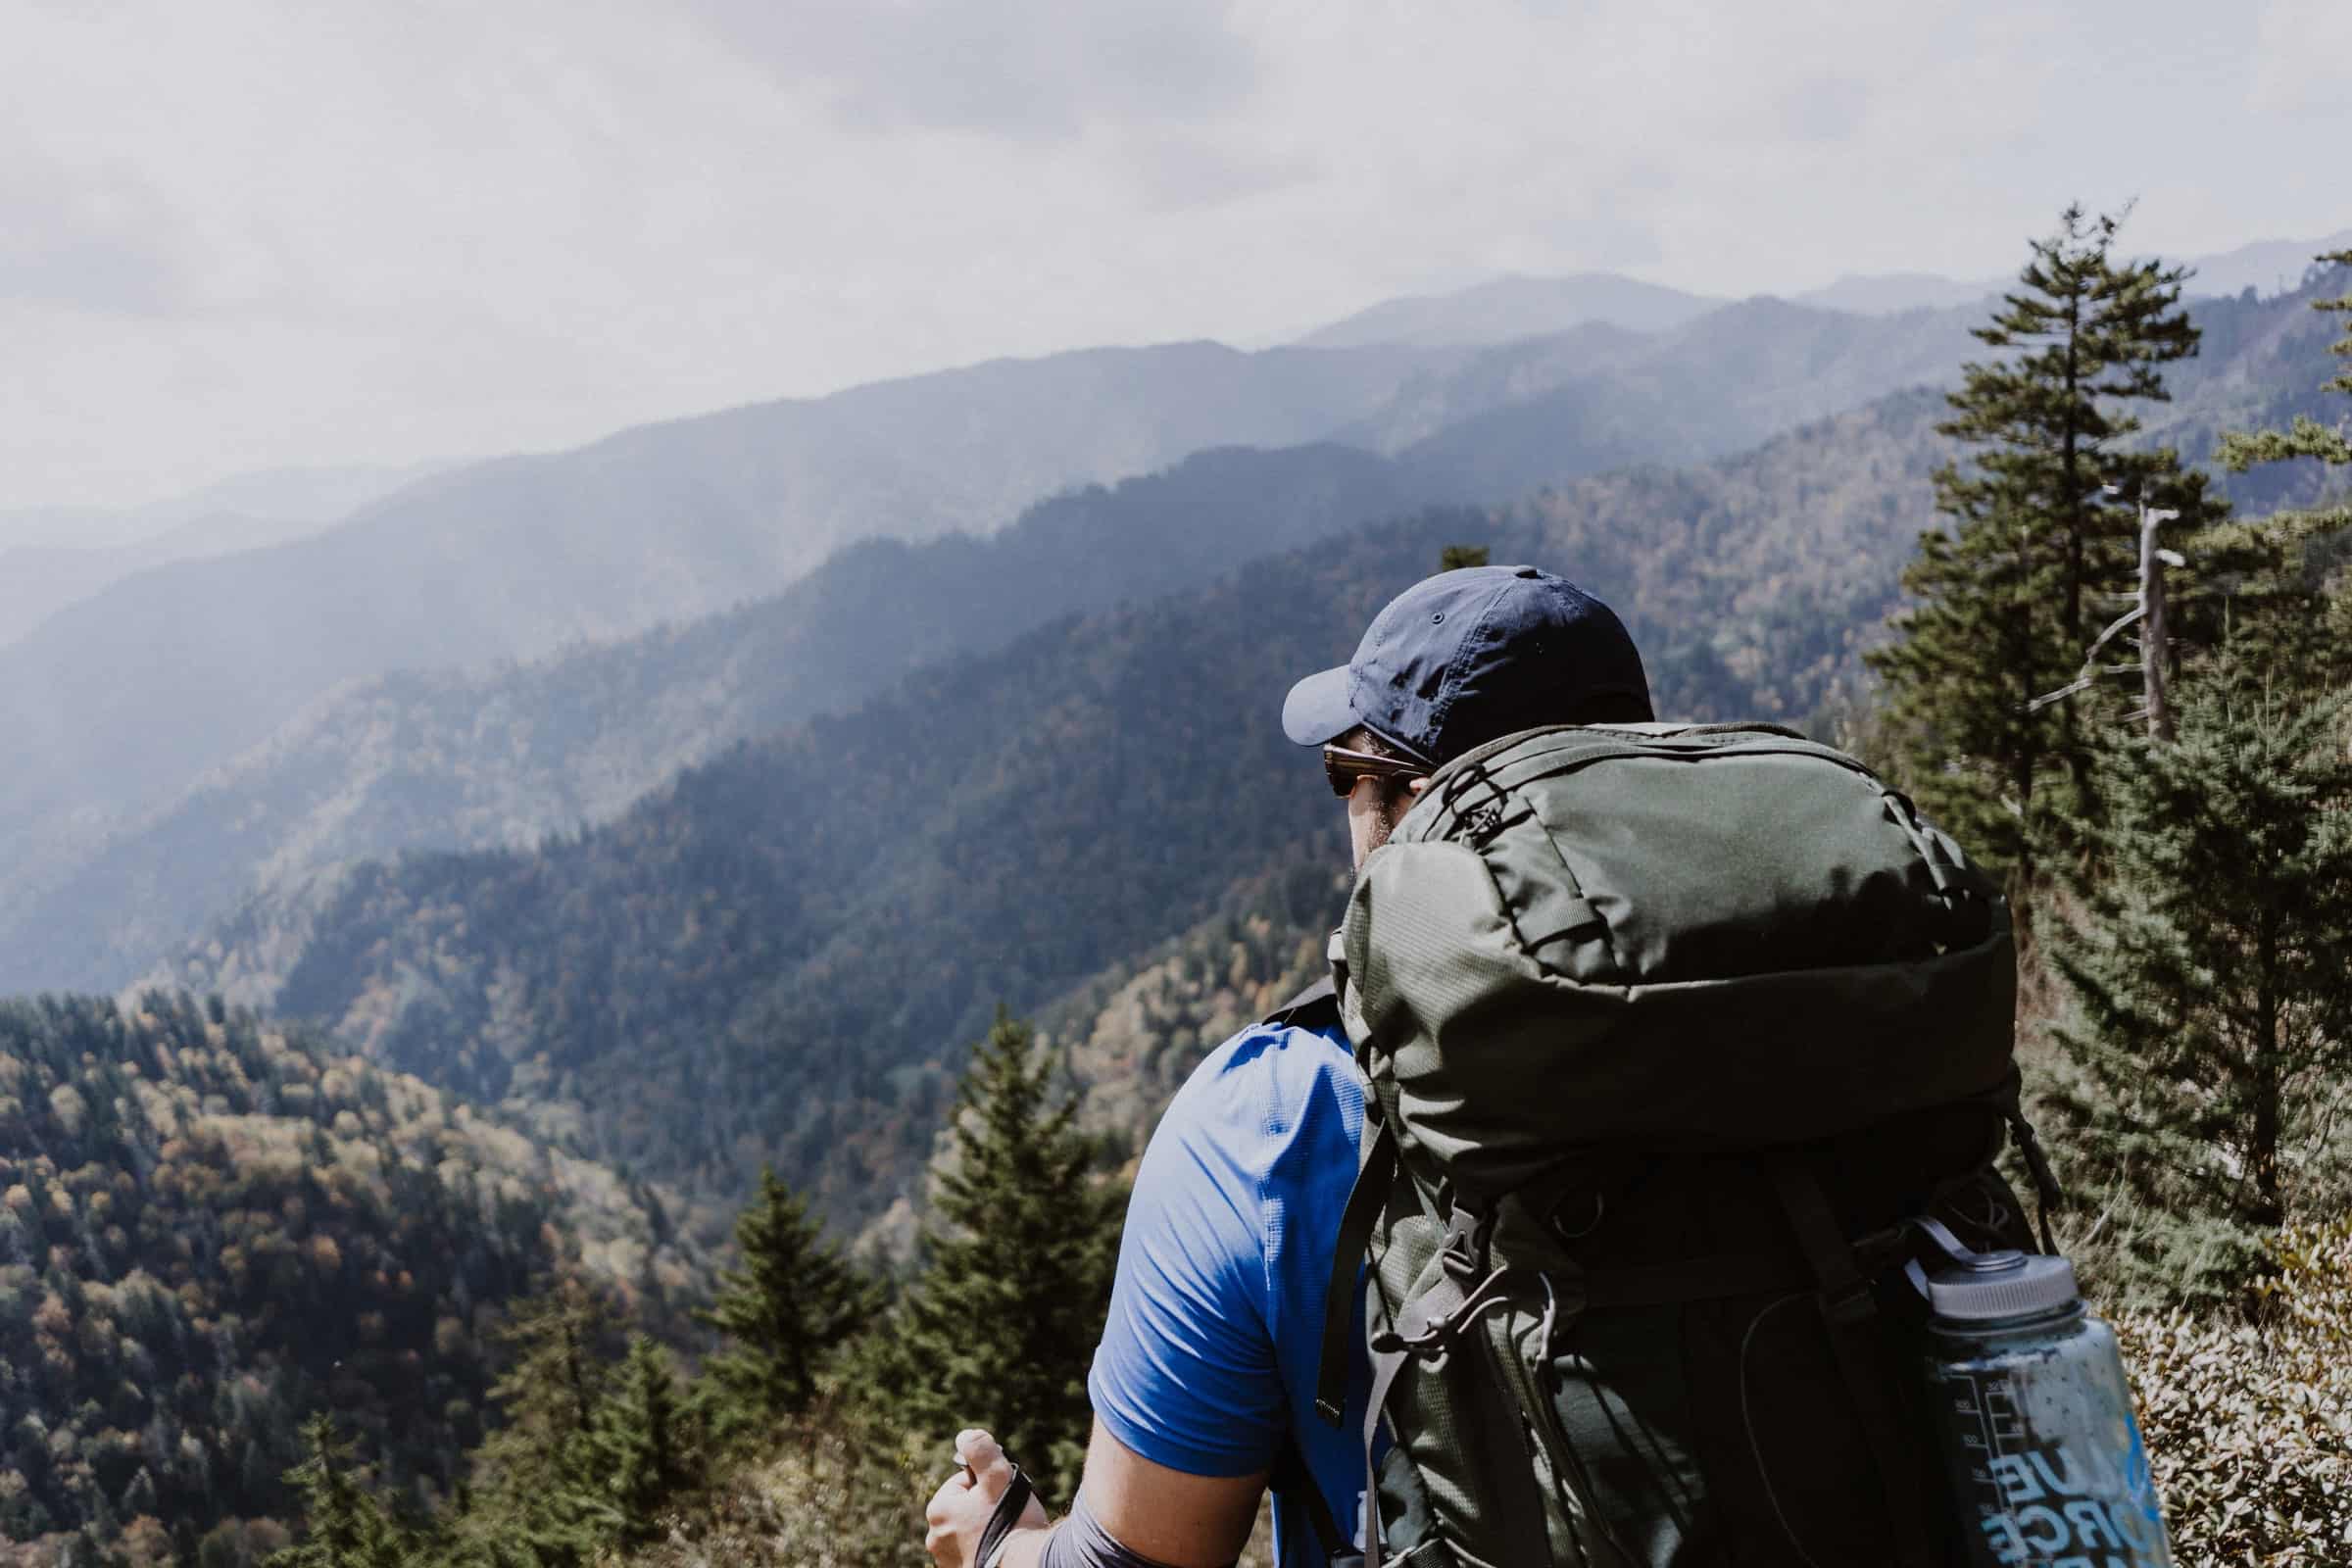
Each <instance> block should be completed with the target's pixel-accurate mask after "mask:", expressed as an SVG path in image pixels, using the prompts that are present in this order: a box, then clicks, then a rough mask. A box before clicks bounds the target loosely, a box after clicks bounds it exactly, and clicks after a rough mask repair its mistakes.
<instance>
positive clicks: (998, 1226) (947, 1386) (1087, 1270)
mask: <svg viewBox="0 0 2352 1568" xmlns="http://www.w3.org/2000/svg"><path fill="white" fill-rule="evenodd" d="M1051 1077H1054V1065H1051V1060H1049V1058H1047V1053H1044V1051H1040V1048H1037V1046H1035V1041H1033V1037H1030V1030H1028V1027H1025V1025H1023V1023H1016V1020H1014V1018H1009V1016H1007V1013H1004V1011H1002V1009H1000V1011H997V1023H995V1027H993V1030H990V1032H988V1039H985V1041H981V1044H978V1046H974V1058H971V1070H969V1072H967V1074H964V1081H962V1086H960V1088H957V1117H955V1124H953V1126H955V1147H953V1157H950V1161H948V1166H946V1168H943V1171H938V1187H936V1213H938V1225H936V1227H927V1232H924V1251H927V1267H924V1272H922V1276H920V1279H917V1281H915V1286H913V1291H910V1293H908V1300H906V1305H903V1312H901V1319H898V1324H896V1326H894V1345H891V1352H894V1354H891V1361H889V1371H891V1373H896V1380H898V1382H901V1392H903V1406H901V1413H903V1415H906V1418H908V1420H913V1422H915V1425H922V1427H927V1429H929V1432H934V1434H948V1432H957V1429H960V1427H971V1425H978V1427H988V1429H990V1432H995V1434H997V1439H1000V1441H1002V1443H1004V1448H1007V1450H1009V1453H1011V1455H1014V1458H1016V1460H1021V1462H1023V1465H1025V1467H1028V1469H1030V1474H1033V1476H1037V1479H1040V1483H1042V1486H1044V1488H1047V1493H1049V1495H1056V1497H1070V1495H1073V1490H1075V1486H1077V1472H1080V1465H1082V1460H1084V1441H1087V1429H1089V1422H1091V1408H1089V1403H1087V1354H1089V1352H1091V1347H1094V1342H1096V1340H1098V1338H1101V1333H1103V1314H1105V1312H1108V1309H1110V1276H1112V1269H1115V1265H1117V1227H1120V1213H1122V1206H1124V1192H1117V1190H1105V1187H1103V1185H1101V1182H1096V1180H1094V1175H1091V1173H1094V1164H1096V1145H1094V1140H1091V1138H1089V1135H1084V1133H1082V1131H1080V1128H1077V1103H1075V1098H1063V1100H1058V1103H1056V1098H1054V1093H1051Z"/></svg>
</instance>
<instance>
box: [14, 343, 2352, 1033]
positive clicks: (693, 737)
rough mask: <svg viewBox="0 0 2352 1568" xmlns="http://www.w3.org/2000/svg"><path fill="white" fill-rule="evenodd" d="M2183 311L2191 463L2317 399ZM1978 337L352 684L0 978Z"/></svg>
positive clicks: (1481, 436)
mask: <svg viewBox="0 0 2352 1568" xmlns="http://www.w3.org/2000/svg"><path fill="white" fill-rule="evenodd" d="M2197 313H2199V320H2201V324H2204V329H2206V334H2209V343H2211V346H2213V348H2211V350H2209V353H2206V355H2204V357H2201V360H2197V362H2192V364H2190V367H2183V369H2180V374H2178V376H2176V381H2178V383H2180V400H2178V402H2176V404H2171V407H2169V409H2159V411H2157V414H2159V416H2161V425H2164V433H2166V435H2169V437H2173V440H2180V442H2185V444H2187V447H2190V449H2192V456H2204V447H2209V444H2211V435H2213V430H2216V428H2220V425H2253V423H2277V421H2279V418H2284V416H2286V414H2291V411H2296V409H2298V407H2305V404H2307V402H2310V395H2307V388H2312V386H2314V383H2317V381H2319V378H2321V376H2324V374H2326V371H2324V364H2326V353H2324V341H2326V331H2324V322H2319V320H2317V317H2314V315H2312V313H2310V310H2303V308H2300V303H2298V301H2270V303H2246V301H2204V303H2199V306H2197ZM1969 320H1971V317H1969V313H1915V315H1903V317H1891V320H1865V317H1853V315H1837V313H1823V310H1806V308H1797V306H1785V303H1780V301H1750V303H1748V306H1736V308H1724V310H1717V313H1712V315H1708V317H1703V320H1700V322H1693V324H1691V327H1684V329H1679V331H1672V334H1658V336H1639V334H1625V331H1616V329H1602V327H1585V329H1576V331H1569V334H1557V336H1548V339H1534V341H1524V343H1510V346H1501V348H1491V350H1479V353H1475V355H1468V357H1463V360H1458V362H1456V364H1451V367H1449V369H1442V371H1425V374H1421V376H1416V378H1411V381H1409V383H1406V386H1404V388H1402V390H1399V393H1395V395H1392V397H1390V400H1388V404H1383V407H1381V409H1378V411H1376V414H1374V416H1369V418H1359V421H1355V423H1352V425H1348V428H1345V430H1343V435H1345V437H1348V440H1352V442H1359V444H1362V447H1364V449H1369V451H1364V449H1350V447H1338V444H1322V447H1303V449H1272V451H1240V449H1232V451H1216V454H1202V456H1195V458H1188V461H1185V463H1181V465H1176V468H1171V470H1167V473H1162V475H1152V477H1145V480H1131V482H1124V484H1120V487H1115V489H1103V487H1091V489H1084V491H1073V494H1068V496H1061V498H1054V501H1049V503H1042V505H1037V508H1030V510H1028V512H1025V515H1023V517H1021V520H1018V522H1014V524H1011V527H1009V529H1004V531H1002V534H997V536H995V538H990V541H978V538H971V536H964V534H955V536H948V538H941V541H931V543H922V545H910V543H903V541H873V543H866V545H858V548H851V550H847V552H842V555H837V557H835V559H830V562H828V564H823V567H818V569H816V571H814V574H809V576H807V578H802V581H800V583H795V585H793V588H788V590H783V592H781V595H774V597H769V599H760V602H753V604H746V607H741V609H734V611H724V614H720V616H710V618H703V621H694V623H687V625H673V628H661V630H654V632H644V635H640V637H635V639H623V642H619V644H593V646H586V649H579V651H576V654H567V656H557V658H546V661H534V663H524V665H517V668H494V670H487V672H480V670H475V672H466V670H405V672H393V675H383V677H376V679H372V682H362V684H358V686H353V689H348V691H343V693H336V696H329V698H327V701H320V703H313V705H310V708H308V712H303V715H299V717H296V719H294V722H289V724H285V726H280V731H278V733H275V736H270V738H268V741H266V743H263V745H259V748H254V750H249V752H247V755H245V757H238V759H235V762H230V764H226V766H219V769H214V771H212V773H207V776H205V778H200V780H198V783H195V785H193V788H188V790H183V792H181V795H179V797H176V799H174V802H172V804H169V806H165V809H158V811H153V813H151V816H146V818H143V820H139V823H134V825H129V827H122V830H118V832H113V835H111V837H108V839H106V842H103V844H101V846H99V849H96V851H92V853H87V856H82V858H80V860H78V863H73V865H71V875H61V877H56V879H52V882H49V886H28V884H26V882H19V884H16V891H14V898H0V985H19V987H35V985H75V987H103V990H111V987H120V985H125V983H127V980H132V978H134V976H141V973H155V971H151V966H153V961H155V959H158V957H160V954H165V952H169V950H172V947H174V945H176V943H181V940H183V938H186V936H188V933H193V931H198V929H202V926H205V922H207V919H212V917H219V914H223V912H228V910H230V907H235V905H238V903H240V900H242V898H249V896H280V893H296V896H301V898H318V896H322V891H325V889H332V886H334V879H336V875H339V870H336V867H343V865H348V863H355V860H365V858H372V856H388V853H400V851H412V849H482V846H499V844H510V846H515V844H532V842H536V839H539V837H543V835H548V832H574V830H579V827H583V825H590V823H600V820H607V818H609V816H614V813H619V811H621V809H623V806H626V804H628V802H633V799H637V797H640V795H644V792H647V790H652V788H656V785H659V783H661V780H663V778H666V776H668V773H673V771H675V769H677V766H684V764H689V762H699V759H703V757H710V755H713V752H715V750H717V748H722V745H727V743H731V741H739V738H748V736H762V733H769V731H774V729H779V726H786V724H793V722H800V719H807V717H811V715H818V712H842V710H847V708H851V705H856V703H858V701H863V698H866V696H870V693H875V691H880V689H882V686H887V682H889V679H894V677H898V675H903V672H908V670H913V668H915V665H917V663H922V661H927V658H938V656H946V654H953V651H957V649H969V651H981V649H990V646H997V644H1002V642H1007V639H1011V637H1014V635H1018V632H1023V630H1028V628H1033V625H1037V623H1042V621H1049V618H1051V616H1058V614H1070V611H1087V609H1098V607H1105V604H1115V602H1120V599H1122V597H1150V595H1162V592H1174V590H1178V588H1185V585H1190V583H1202V581H1207V578H1211V576H1214V574H1218V571H1223V569H1230V567H1232V564H1237V562H1242V559H1249V557H1251V555H1258V552H1265V550H1275V548H1284V545H1294V543H1303V541H1310V538H1322V536H1329V534H1336V531H1343V529H1350V527H1357V524H1362V522H1369V520H1378V517H1388V515H1399V512H1406V510H1414V508H1418V505H1425V503H1442V501H1456V503H1486V501H1494V498H1505V496H1515V494H1526V491H1534V489H1538V487H1543V484H1545V482H1555V480H1566V477H1573V475H1581V473H1592V470H1604V468H1611V465H1621V463H1635V461H1668V463H1684V461H1691V458H1698V456H1710V454H1715V451H1733V449H1740V447H1748V444H1752V442H1757V440H1762V437H1766V435H1771V433H1773V430H1776V428H1778V423H1776V421H1783V418H1799V416H1816V414H1825V411H1830V409H1839V407H1853V404H1856V402H1860V400H1865V397H1870V395H1875V393H1879V390H1884V386H1889V383H1893V386H1900V383H1905V381H1933V378H1943V376H1947V374H1950V367H1952V364H1955V362H1957V360H1959V355H1964V353H1966V343H1969V339H1966V322H1969ZM2298 388H2305V390H2303V393H2298ZM1383 451H1385V454H1392V456H1385V458H1383V456H1378V454H1383ZM1825 463H1830V465H1835V456H1825ZM2272 482H2274V480H2267V477H2253V480H2239V482H2237V484H2239V487H2241V489H2249V494H2251V491H2253V489H2260V487H2263V484H2272ZM301 898H270V900H268V905H266V907H270V910H273V914H270V919H268V929H273V931H280V933H282V931H285V929H287V926H289V922H292V919H296V917H294V914H292V912H289V910H294V907H299V905H301ZM9 914H14V919H7V917H9ZM280 940H282V938H280ZM273 950H275V945H273ZM242 961H245V954H240V952H228V954H223V961H221V966H219V969H214V971H212V973H209V980H212V983H216V985H221V987H223V990H226V994H230V997H235V999H261V997H266V987H261V990H254V987H252V983H249V978H247V976H245V973H242V969H240V964H242Z"/></svg>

===============

**Instructions to follow:** Please count the lines of the listing above that contain the string "positive", and give only the number.

**Response below:** 3